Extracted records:
■ ■ ■
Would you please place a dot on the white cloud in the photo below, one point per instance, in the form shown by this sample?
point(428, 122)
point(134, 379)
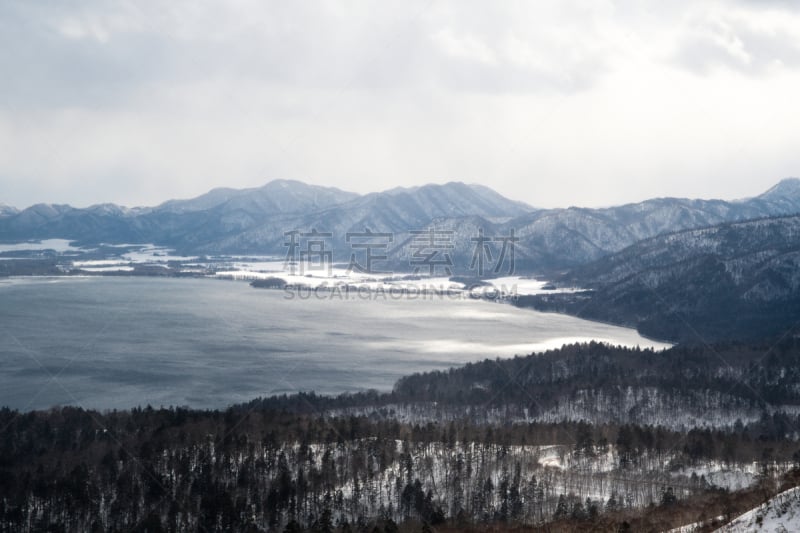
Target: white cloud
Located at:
point(557, 103)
■ ■ ■
**The problem**
Return all lines of the data in which the string "cloud" appears.

**Answer area**
Would you please place a dot on the white cloud in the photo below, one point per instance, in the form shown by this sample?
Target: white cloud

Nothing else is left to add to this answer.